[Location identification entries]
--------

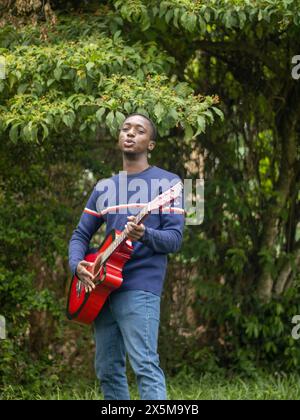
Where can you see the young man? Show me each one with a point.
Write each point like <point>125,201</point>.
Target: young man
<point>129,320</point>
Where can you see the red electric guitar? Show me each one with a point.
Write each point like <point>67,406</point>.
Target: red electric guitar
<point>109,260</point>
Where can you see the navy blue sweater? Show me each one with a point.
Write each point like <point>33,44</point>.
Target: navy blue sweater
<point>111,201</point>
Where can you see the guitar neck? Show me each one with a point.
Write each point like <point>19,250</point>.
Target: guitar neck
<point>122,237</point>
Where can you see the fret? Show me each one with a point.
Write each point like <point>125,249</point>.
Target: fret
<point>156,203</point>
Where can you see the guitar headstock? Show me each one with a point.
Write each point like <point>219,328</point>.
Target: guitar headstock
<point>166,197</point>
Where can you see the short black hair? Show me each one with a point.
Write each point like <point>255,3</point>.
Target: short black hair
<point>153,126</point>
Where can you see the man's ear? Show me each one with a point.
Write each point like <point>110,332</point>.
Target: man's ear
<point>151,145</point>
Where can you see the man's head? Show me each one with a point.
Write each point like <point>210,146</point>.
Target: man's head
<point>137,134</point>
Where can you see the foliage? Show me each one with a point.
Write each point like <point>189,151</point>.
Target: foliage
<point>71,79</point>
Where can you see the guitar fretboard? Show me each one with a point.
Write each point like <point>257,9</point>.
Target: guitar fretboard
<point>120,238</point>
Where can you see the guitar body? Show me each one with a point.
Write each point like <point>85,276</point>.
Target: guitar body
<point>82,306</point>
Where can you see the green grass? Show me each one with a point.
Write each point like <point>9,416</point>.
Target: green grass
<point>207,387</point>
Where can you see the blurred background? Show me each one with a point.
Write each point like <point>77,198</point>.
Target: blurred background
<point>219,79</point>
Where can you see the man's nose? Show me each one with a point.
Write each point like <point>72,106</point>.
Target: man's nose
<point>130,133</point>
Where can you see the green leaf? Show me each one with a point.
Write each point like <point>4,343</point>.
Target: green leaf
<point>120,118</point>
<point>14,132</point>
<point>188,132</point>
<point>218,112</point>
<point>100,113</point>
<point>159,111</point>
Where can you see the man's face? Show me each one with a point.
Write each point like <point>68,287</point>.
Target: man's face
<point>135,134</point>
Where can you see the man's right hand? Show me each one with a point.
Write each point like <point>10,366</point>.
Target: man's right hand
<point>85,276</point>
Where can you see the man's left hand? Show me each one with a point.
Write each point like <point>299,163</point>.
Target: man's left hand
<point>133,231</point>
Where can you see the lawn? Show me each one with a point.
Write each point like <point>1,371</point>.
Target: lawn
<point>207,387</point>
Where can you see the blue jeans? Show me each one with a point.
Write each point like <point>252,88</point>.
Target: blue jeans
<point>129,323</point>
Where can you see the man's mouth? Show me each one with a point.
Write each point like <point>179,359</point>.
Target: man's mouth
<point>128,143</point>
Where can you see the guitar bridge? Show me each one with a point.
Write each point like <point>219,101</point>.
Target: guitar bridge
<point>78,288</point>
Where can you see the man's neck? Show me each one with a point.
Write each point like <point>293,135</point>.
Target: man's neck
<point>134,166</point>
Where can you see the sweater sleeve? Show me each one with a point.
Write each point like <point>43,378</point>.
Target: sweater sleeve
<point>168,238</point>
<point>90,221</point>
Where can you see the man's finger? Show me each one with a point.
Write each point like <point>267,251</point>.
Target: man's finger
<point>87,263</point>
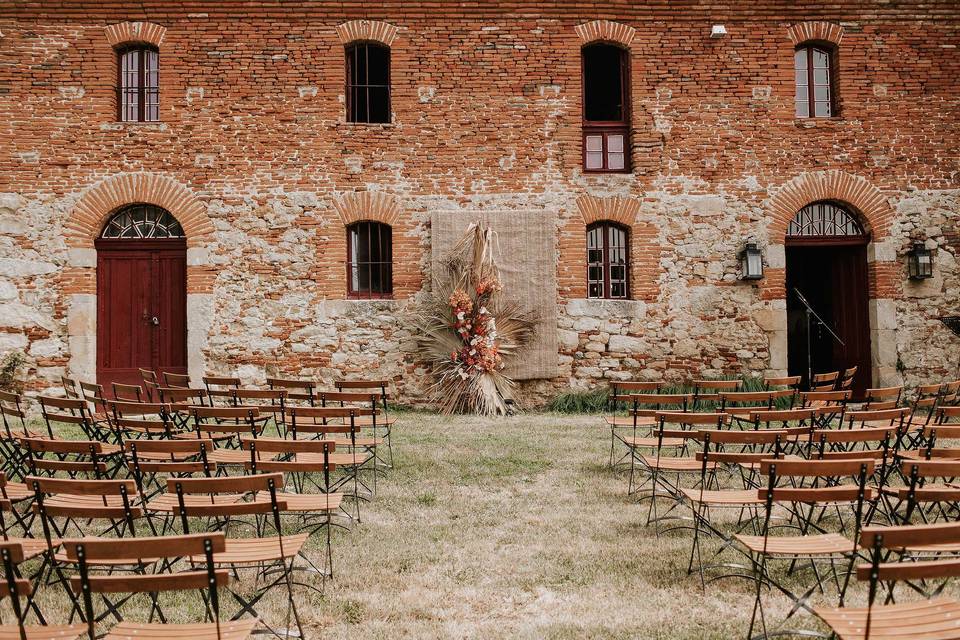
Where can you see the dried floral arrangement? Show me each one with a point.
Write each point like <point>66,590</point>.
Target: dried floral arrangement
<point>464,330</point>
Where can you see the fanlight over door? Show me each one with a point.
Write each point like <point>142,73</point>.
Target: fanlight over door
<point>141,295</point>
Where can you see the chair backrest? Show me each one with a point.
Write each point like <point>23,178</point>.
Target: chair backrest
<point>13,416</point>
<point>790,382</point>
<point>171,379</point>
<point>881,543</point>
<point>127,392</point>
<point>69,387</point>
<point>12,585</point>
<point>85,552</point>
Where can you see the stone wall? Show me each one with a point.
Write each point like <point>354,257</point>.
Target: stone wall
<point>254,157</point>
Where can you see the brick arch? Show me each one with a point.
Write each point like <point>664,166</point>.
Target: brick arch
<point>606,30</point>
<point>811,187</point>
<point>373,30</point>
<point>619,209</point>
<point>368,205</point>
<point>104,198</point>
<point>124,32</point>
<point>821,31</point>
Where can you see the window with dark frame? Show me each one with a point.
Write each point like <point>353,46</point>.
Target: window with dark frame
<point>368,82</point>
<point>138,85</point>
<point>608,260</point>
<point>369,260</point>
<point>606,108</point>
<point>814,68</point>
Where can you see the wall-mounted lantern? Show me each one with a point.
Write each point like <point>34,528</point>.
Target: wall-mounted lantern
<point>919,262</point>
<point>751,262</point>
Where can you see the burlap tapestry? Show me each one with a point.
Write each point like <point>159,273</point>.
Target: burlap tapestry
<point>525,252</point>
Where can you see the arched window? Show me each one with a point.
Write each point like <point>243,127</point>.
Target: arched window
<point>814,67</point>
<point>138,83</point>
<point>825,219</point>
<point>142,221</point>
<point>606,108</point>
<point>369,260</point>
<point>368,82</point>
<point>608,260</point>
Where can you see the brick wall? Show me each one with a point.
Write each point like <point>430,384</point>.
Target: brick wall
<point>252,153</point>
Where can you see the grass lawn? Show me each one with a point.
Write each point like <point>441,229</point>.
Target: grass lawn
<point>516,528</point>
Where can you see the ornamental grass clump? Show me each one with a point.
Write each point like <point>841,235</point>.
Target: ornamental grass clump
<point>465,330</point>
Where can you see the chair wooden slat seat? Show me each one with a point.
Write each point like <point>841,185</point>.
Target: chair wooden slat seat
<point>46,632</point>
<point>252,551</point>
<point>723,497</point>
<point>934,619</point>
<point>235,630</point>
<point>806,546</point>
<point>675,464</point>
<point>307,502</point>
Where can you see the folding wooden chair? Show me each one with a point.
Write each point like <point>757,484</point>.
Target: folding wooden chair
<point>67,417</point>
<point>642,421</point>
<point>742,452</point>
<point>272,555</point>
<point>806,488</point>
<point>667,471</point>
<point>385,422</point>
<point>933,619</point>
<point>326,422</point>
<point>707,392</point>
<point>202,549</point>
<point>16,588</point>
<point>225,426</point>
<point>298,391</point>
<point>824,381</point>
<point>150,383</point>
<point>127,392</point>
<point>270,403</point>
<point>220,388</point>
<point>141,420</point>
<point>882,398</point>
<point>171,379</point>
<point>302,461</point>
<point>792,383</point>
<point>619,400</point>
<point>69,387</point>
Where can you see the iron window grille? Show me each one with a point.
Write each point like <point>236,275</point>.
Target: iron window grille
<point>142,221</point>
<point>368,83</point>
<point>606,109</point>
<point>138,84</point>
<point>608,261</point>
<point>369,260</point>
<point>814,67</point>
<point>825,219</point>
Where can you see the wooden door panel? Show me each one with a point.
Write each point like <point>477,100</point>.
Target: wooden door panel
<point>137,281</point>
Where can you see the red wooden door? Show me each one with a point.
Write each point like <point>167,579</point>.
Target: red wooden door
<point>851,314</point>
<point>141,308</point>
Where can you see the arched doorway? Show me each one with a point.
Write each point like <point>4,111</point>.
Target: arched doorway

--------

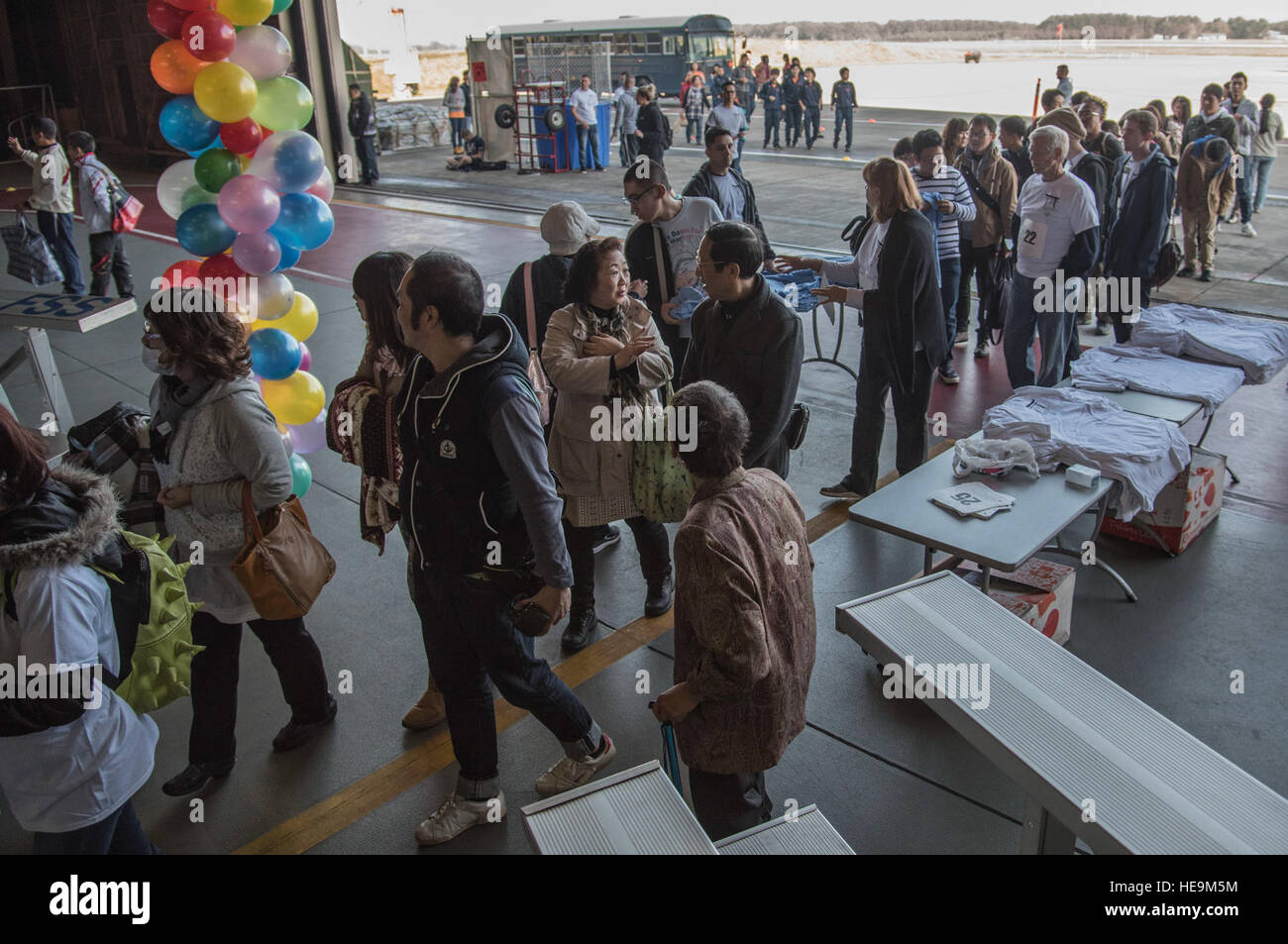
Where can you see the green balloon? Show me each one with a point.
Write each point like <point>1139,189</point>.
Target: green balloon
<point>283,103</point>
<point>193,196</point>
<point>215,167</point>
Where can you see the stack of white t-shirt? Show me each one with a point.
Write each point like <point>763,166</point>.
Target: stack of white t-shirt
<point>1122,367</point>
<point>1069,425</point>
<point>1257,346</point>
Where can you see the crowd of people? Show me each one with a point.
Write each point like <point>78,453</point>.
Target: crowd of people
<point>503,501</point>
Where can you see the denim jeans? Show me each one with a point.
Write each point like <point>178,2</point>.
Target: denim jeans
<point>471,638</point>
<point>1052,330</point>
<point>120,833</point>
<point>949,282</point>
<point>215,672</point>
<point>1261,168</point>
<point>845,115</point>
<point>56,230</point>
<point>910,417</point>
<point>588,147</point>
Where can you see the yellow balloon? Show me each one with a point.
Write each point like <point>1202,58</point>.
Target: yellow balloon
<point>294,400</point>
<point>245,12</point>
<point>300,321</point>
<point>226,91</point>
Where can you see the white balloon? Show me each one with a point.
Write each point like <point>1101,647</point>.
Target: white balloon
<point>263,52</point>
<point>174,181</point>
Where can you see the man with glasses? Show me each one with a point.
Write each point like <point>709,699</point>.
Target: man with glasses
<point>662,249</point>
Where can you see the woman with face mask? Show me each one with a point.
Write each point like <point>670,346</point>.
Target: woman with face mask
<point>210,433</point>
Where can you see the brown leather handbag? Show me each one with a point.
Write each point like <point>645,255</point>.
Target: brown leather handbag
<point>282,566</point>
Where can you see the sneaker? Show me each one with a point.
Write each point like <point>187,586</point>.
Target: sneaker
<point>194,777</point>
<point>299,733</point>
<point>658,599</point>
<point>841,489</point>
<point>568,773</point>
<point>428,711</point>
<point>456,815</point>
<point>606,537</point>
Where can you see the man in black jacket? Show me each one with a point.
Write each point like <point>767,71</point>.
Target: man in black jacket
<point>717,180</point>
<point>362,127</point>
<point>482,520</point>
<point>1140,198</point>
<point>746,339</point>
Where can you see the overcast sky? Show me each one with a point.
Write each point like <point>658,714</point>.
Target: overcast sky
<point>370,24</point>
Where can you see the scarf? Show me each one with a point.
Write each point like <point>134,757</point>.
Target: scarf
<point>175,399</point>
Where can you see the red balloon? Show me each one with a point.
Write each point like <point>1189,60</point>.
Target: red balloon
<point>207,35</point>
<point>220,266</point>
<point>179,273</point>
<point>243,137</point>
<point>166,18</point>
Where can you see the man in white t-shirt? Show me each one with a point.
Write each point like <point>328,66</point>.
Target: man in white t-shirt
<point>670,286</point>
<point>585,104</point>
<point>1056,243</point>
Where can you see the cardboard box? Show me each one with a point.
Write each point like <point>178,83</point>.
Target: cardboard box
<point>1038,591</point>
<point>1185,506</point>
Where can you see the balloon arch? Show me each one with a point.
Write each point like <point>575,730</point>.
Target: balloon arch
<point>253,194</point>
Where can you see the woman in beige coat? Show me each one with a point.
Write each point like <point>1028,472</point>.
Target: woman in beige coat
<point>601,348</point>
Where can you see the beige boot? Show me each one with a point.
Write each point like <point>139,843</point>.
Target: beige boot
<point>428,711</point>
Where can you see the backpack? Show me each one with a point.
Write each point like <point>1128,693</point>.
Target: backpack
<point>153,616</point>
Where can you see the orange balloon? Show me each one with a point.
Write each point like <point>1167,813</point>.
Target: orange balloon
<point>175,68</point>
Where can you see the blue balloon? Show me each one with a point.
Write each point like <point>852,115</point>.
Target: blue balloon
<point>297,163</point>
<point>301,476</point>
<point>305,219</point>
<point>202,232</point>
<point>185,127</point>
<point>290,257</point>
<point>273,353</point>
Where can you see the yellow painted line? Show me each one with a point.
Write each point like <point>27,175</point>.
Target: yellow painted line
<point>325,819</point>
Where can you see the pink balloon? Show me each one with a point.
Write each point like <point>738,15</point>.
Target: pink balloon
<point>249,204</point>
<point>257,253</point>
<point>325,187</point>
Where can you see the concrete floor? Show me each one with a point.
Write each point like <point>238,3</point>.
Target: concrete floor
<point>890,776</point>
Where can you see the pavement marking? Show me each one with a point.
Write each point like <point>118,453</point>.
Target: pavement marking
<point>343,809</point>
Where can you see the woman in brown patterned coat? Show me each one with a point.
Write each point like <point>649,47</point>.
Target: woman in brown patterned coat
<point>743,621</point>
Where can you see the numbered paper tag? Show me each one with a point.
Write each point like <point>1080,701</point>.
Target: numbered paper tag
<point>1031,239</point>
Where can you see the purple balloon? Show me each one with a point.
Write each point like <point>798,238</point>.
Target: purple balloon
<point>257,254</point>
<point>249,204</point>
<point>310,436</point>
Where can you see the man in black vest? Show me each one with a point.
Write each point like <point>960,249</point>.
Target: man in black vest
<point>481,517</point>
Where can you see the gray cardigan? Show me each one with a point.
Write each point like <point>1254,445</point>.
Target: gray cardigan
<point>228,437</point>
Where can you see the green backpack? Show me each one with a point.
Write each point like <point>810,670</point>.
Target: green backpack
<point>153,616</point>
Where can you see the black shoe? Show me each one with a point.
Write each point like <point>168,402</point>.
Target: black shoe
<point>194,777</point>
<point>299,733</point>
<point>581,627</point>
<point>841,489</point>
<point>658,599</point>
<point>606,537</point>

--------

## THE TASK
In the listing above, number each line from the one containing "Where can you see the young" through the one containing "<point>130,133</point>", both included. Leave out any blank lines.

## REPLY TO THE TASK
1. Where can you see the young man? Show me each one with a point.
2. Write each point like <point>125,201</point>.
3. Target: young man
4. <point>129,320</point>
5. Where can you see the red electric guitar? Show me each one with a point.
6. Write each point like <point>67,406</point>.
7. Target: red electric guitar
8. <point>109,260</point>
9. Where can you see the navy blue sweater? Show me each one with a point.
10. Write each point like <point>33,44</point>.
11. Target: navy blue sweater
12. <point>111,201</point>
13. Where can you see the guitar neck? Show me each one with a point.
14. Write each point like <point>19,250</point>.
15. Target: guitar neck
16. <point>122,237</point>
17. Where can you see the fret? Show me each one with a point.
18. Write each point like <point>125,249</point>.
19. Target: fret
20. <point>156,203</point>
21. Where can you see the guitar headstock? Show me each one with a point.
22. Write each point like <point>219,328</point>.
23. Target: guitar headstock
24. <point>166,197</point>
25. Where can you see the short black hair? Show me each one with a point.
26. Write each point like <point>255,3</point>.
27. Target: short black hair
28. <point>153,126</point>
29. Where can you see the man's ear? Show me each one with a point.
30. Write each point like <point>110,332</point>.
31. Target: man's ear
32. <point>151,145</point>
33. Where can you see the man's head? Show me each one with a point.
34. Write each point like <point>210,146</point>.
35. Target: man's head
36. <point>137,134</point>
37. Where can you see the foliage? Show me each one with a point.
38. Write each point like <point>189,151</point>.
39. Target: foliage
40. <point>71,79</point>
41. Where can you see the guitar fretboard? Show me each one with a point.
42. Write each point like <point>257,9</point>.
43. Target: guitar fretboard
44. <point>120,238</point>
45. Where can you see the guitar body? Show me each one with a point.
46. Write each point like <point>85,276</point>.
47. Target: guitar body
48. <point>82,306</point>
49. Where can you see the green grass? Show me each one with a point.
50. Write each point like <point>9,416</point>.
51. Target: green grass
52. <point>207,387</point>
53. Where can you see the blurred background? Show me each one with a point.
54. Write each point like <point>77,198</point>.
55. Target: blurred background
56. <point>219,79</point>
57. Where can you see the man's nose? Show me each one with a point.
58. Write each point like <point>72,106</point>.
59. Target: man's nose
60. <point>130,133</point>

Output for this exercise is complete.